Document:
+++++

Incompatibility is certain in every relationship.
G. K. Chesterton wrote, “If we can be divorced for incompatibility, I cannot understand why we are not all divorced. I have known many happy marriages but never a compatible one.”
How are we Incompatible?
- Our sexes
God created every cell in our body differently! Males have that “Y” chromosome and there starts all the trouble! With some humor, let’s enjoy some of some differences:
- Our family backgrounds
From our family we learned how to spend money, how to keep house or destroy it, how to raise kids and how to spend our leisure time. We learned how to fight from our family. A lot of the conflict that exists is conflict over differences from family backgrounds.
- Our communication styles
Women typically are much more verbal.
In fact one study took a group of 2-4 yr. olds and recorded them at play. The study found that almost 100% of the girl sounds were understandable verbal expressions, while around 50% of the boy sounds were unintelligible noises, like Brummmm. eeerrrrr.
Women typically talk more than men. The average man talks about 20,000 words a day. The average woman talks about 30,000 words a day. When a man comes home from work, he’s used most of his words, so he’s going to grunt his way through the evening. But the wife, has many more to use. This causes great frustration in a marriage.
- Our personalities
Personality refers to the way you think, the way you feel, the way you act.
Most agree on four different personality types. 2000 years ago, Hippocrates’s classified four different categories: Sanguine, Choleric, Phlegmatic, Melancholy.

+++++

Dataset content:

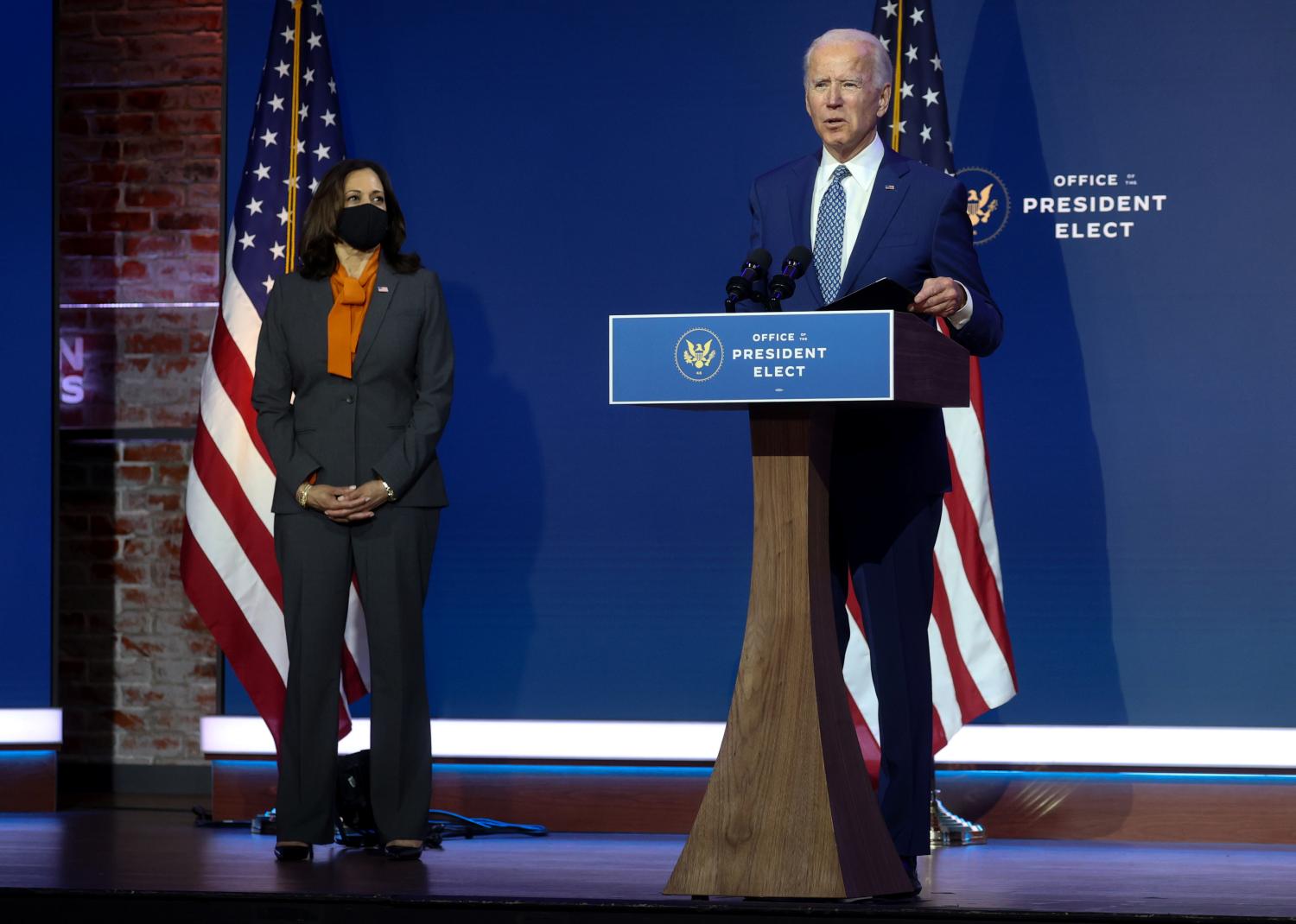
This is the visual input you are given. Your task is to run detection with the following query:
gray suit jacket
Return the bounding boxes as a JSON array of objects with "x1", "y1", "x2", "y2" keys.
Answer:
[{"x1": 251, "y1": 258, "x2": 455, "y2": 513}]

+++++

Instructions:
1. Retype the passage of the text on incompatibility in marriage, starting at "In fact one" and ending at "like Brummmm. eeerrrrr.".
2. Decide whether each statement agrees with the text on incompatibility in marriage. Answer yes or no, and quote the words from the text that decide it.
(a) The average woman talks about 30,000 words a day.
(b) The study recorded children aged five to seven at play.
(c) People learn how to fight from their family.
3. Carry on the text on incompatibility in marriage from its final sentence.

Exercise results:
1.
In fact one study took a group of 2-4 yr. olds and recorded them at play. The study found that almost 100% of the girl sounds were understandable verbal expressions, while around 50% of the boy sounds were unintelligible noises, like Brummmm. eeerrrrr.

2.
(a) Yes: "The average woman talks about 30,000 words a day."
(b) No: "took a group of 2-4 yr. olds and recorded them at play"
(c) Yes: "We learned how to fight from our family."

3.
I like author John Trent’s animal descriptions, the Lion, Otter, Beaver and Golden Retriever. The Lion is the take charge, natural leader, very opinioned and driven. The otter loves fun, games, talking and gains strength by being around others. The Beaver is organized, structured, and thinks a lot. The Golden Retriever is loyal, sensitive, likes to listen and to help others.
You probably married the opposite of you.
INCOMPATIBILITY, HOW DO I HANDLE IT?
- Accept my spouse, and stop trying to change them.
Romans 15:7 “Accept one another, then, just as Christ as accepted you, in order to bring praise to God.”
Christ is our model of what acceptance means. When we realize that Christ accepted us, as unlovely and sinful and immature as we were when we came to him then we can learn to accept our spouse in the same way.
During our first years of marriage, I was trying to force Niki to be more like me instead herself. I would say and think, “If you can be this way, things will be better!” I soon realized just how unfair this was and how it wasn’t working. I had to learn to accept her, not change her.
Accept one another.
- Develop common interests
Before marriage opposite attract. After marriage opposites attack.
All those things you thought were unique and interesting and caught your attention, now irritate you.
It’s easy to say, “We’ve got nothing in common!” We must create things in common.
We need to make our relationship a priority. Become best friends. Have fun. The problem is that the longer you’re married, the more you tend to share the chores and the less you tend to share the joys. It becomes boring or routine.
Ecclesiastes 9:9 “Enjoy life with your wife whom you love.”
To help couples find things they enjoy doing together Dr. Willard Harley designed a Recreational Enjoyment Inventory that couples can fill out it has hundreds of activities with ratings that the husband and the wife fills out. From strongly dislike to strongly like. Click here to see.
Dr. Harley suggests couples spend about 15 hours a week together.
The couple that plays together will stay together. The payoff is closeness and shared interest.
- Appreciate your differences
When you eat, you don’t eat with two spoons. One is not needed. You need to have some diversity. You won’t agree on everything.
Differences are not wrong they’re just different. Two people can be different and still neither is wrong.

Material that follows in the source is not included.